__TO DO__:
The lines wanted run from the first one below through the one with "[(803, 374), (757, 21), (66, 510)]". Return them exactly.

__Referring expression data__:
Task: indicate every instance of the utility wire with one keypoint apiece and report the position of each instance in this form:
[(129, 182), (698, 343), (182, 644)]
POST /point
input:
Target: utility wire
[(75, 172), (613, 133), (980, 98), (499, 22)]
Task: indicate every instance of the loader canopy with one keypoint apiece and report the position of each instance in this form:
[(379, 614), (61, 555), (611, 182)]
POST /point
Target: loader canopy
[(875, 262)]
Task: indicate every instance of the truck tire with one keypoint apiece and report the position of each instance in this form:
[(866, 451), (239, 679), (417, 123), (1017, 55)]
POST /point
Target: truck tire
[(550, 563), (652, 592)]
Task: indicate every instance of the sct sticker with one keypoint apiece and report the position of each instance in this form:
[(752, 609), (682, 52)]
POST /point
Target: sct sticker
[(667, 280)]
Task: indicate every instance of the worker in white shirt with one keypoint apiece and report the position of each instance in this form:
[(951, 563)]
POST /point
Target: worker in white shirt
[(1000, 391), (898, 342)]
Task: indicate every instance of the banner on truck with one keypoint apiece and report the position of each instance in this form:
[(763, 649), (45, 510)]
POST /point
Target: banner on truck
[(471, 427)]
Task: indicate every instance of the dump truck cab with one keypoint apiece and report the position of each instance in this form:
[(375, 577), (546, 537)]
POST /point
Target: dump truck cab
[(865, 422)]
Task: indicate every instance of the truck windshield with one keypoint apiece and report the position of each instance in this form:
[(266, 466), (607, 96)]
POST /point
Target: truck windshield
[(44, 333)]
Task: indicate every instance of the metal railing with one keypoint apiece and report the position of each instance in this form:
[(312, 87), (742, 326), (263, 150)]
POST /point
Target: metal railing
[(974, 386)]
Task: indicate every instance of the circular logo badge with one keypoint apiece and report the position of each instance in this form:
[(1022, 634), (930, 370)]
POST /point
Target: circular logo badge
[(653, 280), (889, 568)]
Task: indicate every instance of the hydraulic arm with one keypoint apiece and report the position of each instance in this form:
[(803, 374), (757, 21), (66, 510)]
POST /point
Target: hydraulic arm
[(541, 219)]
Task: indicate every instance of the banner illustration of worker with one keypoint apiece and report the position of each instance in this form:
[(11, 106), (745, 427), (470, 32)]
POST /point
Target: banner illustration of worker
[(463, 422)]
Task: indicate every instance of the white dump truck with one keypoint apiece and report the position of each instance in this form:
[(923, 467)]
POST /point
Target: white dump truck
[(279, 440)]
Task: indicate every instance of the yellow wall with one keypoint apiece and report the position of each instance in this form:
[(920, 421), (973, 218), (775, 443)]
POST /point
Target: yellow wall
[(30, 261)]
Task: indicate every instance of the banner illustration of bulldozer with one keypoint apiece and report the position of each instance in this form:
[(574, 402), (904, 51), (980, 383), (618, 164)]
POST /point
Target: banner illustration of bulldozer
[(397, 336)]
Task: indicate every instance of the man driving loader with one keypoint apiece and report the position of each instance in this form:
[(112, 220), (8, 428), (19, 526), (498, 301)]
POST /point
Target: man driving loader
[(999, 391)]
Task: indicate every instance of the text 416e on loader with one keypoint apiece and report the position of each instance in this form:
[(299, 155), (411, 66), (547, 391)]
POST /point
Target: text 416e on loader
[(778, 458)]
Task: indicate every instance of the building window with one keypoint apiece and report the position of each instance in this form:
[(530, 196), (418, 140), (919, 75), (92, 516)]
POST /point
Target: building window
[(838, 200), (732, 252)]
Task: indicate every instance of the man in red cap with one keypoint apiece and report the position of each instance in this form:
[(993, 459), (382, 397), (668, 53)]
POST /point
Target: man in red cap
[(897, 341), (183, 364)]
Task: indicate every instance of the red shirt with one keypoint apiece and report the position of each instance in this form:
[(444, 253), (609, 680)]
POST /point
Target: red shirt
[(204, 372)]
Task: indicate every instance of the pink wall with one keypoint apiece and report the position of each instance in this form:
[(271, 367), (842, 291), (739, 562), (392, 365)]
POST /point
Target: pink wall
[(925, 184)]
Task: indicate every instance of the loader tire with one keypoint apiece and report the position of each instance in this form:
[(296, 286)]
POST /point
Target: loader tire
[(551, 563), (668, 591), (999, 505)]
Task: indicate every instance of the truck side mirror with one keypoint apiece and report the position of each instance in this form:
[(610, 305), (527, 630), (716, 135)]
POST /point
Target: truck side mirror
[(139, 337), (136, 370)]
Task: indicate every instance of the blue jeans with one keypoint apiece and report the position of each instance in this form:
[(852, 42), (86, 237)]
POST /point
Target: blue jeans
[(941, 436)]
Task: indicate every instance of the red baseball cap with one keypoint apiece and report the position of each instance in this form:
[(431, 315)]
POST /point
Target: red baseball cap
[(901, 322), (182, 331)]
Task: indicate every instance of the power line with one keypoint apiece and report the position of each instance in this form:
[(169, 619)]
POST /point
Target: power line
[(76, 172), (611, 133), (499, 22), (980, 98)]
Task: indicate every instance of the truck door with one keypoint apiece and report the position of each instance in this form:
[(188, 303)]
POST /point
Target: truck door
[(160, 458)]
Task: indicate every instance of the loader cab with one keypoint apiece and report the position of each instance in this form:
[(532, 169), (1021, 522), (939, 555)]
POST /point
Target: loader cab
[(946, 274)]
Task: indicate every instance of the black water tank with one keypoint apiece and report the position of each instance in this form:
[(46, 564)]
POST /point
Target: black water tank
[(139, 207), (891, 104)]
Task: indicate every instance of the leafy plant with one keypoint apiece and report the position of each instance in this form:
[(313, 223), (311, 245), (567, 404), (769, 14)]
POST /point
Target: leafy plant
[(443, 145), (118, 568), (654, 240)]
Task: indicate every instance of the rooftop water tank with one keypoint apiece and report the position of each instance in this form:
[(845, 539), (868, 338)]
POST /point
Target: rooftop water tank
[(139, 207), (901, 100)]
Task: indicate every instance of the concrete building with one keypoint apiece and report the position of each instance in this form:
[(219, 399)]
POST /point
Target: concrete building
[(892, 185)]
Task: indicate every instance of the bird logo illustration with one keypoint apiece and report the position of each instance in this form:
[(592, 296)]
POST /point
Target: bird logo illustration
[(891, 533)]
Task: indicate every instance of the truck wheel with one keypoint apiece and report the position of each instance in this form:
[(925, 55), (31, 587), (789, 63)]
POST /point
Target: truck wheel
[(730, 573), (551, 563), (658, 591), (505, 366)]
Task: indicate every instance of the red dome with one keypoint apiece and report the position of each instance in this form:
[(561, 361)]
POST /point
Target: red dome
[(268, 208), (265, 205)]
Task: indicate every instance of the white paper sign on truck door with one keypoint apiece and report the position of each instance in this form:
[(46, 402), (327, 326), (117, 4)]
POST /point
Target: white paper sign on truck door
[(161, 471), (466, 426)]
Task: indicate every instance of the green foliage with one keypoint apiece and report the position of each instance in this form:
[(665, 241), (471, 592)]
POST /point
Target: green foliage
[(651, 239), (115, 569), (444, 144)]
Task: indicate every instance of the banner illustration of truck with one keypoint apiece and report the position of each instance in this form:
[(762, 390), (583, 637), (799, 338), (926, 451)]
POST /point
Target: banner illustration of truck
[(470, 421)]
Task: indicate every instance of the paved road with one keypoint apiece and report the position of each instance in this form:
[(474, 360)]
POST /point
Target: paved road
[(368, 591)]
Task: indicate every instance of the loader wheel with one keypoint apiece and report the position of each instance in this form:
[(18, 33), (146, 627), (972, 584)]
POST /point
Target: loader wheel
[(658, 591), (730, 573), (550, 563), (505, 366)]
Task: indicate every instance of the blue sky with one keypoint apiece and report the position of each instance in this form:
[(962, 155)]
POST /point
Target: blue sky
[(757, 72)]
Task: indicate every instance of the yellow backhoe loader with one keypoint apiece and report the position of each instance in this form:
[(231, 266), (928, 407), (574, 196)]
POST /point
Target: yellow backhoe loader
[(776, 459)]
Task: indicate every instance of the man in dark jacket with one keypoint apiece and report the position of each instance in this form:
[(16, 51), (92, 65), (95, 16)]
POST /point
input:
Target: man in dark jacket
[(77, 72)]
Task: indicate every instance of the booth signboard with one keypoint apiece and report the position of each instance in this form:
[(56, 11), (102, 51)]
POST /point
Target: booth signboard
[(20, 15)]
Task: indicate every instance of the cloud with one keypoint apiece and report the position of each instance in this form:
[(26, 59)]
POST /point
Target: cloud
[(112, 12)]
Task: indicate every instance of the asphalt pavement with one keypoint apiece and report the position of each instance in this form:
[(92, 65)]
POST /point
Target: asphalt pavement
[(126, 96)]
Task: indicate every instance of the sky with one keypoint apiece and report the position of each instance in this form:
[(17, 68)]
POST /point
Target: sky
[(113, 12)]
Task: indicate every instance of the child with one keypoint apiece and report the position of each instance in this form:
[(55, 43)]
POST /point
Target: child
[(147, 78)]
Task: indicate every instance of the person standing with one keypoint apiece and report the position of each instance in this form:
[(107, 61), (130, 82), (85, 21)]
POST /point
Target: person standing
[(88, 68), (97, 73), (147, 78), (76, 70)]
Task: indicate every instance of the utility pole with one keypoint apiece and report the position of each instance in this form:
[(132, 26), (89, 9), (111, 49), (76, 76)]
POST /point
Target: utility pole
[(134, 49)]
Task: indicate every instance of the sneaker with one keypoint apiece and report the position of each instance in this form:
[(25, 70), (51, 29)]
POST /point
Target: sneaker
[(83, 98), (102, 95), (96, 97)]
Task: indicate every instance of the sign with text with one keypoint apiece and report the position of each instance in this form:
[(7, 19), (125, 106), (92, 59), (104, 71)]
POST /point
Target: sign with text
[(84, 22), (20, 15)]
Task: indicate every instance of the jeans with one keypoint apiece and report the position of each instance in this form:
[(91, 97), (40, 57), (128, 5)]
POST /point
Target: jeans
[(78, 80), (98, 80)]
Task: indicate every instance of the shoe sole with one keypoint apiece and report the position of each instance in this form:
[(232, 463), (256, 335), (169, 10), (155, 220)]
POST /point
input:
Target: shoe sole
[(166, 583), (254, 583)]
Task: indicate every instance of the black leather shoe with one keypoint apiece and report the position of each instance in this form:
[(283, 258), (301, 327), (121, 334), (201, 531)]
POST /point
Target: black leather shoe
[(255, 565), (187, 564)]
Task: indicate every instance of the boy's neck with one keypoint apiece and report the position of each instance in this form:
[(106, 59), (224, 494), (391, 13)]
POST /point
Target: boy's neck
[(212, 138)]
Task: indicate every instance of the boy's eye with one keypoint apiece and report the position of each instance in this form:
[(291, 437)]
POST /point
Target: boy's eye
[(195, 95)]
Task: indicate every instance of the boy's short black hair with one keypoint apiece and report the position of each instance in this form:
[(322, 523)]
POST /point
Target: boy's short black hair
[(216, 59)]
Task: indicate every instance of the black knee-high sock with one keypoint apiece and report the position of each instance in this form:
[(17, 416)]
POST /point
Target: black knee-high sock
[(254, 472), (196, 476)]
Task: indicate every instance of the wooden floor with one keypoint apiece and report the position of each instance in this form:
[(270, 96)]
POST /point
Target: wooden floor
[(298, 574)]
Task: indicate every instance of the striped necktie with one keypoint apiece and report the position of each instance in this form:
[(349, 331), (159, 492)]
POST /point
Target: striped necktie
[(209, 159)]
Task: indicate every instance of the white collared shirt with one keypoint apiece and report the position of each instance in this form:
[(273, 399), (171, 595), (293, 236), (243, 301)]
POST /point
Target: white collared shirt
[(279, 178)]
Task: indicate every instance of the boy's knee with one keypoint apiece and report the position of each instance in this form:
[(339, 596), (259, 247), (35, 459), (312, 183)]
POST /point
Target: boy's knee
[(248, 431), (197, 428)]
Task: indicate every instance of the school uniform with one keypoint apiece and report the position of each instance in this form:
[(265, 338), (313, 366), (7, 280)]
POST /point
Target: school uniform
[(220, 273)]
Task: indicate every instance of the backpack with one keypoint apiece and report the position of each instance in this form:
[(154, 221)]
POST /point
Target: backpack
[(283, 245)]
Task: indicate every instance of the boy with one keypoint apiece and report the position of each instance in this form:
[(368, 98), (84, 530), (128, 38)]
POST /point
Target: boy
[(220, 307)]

__SOLUTION FOR THIS EXERCISE__:
Task: indicate every instance of the utility wire with one keypoint apiece and report the position of each instance in this form:
[(129, 182), (698, 343), (182, 644)]
POST /point
input:
Target: utility wire
[(75, 172), (613, 133), (980, 98), (499, 22)]
Task: indicate every instance of the loader canopy with one keypoint apiece and report the position of each instance in this form:
[(379, 614), (61, 555), (611, 182)]
POST /point
Target: loader canopy
[(875, 262)]
Task: indicate every instance of the truck tire with one keypoint apiece and report the position of each instance in this form:
[(866, 451), (239, 679), (417, 123), (1017, 55)]
POST /point
Target: truck tire
[(550, 563), (652, 592)]
Task: indicate every instance of the sct sticker with one keypoint apiece and report the position of each instance in this form:
[(752, 609), (682, 52)]
POST /point
Target: sct sticker
[(667, 280)]
Task: indicate every instance of the worker in white shirt with one keypoint apiece and report the position of each instance in this form:
[(951, 563)]
POST /point
Target: worker in white shirt
[(1000, 391), (898, 342)]
Task: indicate every instance of the banner on truck with one keypoint apiece and report the position of each instance in this form:
[(763, 649), (45, 510)]
POST /point
Target: banner on truck
[(471, 427)]
Task: indicate every instance of the dump truck cab with one keypoint apiece and report the position of each instance in this form:
[(375, 577), (546, 537)]
POST /point
Target: dump truck cab
[(865, 422)]
Task: indicate every instance of the truck windshield with one keypoint apiece and report the position of each instance in this form:
[(266, 466), (607, 96)]
POST /point
Target: truck windshield
[(44, 333)]
Task: indicate every instance of the metal railing with one keypoint apiece and report the position of each instance in this form:
[(312, 87), (742, 326), (263, 150)]
POST /point
Target: metal railing
[(974, 386)]
Task: indicate every instance of the circular logo badge with one keypoint apiece and report the position of each instance in this form:
[(1022, 634), (930, 370)]
POST /point
Target: circular logo badge
[(653, 280), (889, 568)]
Task: indicate every instance of the hydraulic arm with one keypoint apiece and report the position of each instance in this form:
[(803, 374), (757, 21), (66, 510)]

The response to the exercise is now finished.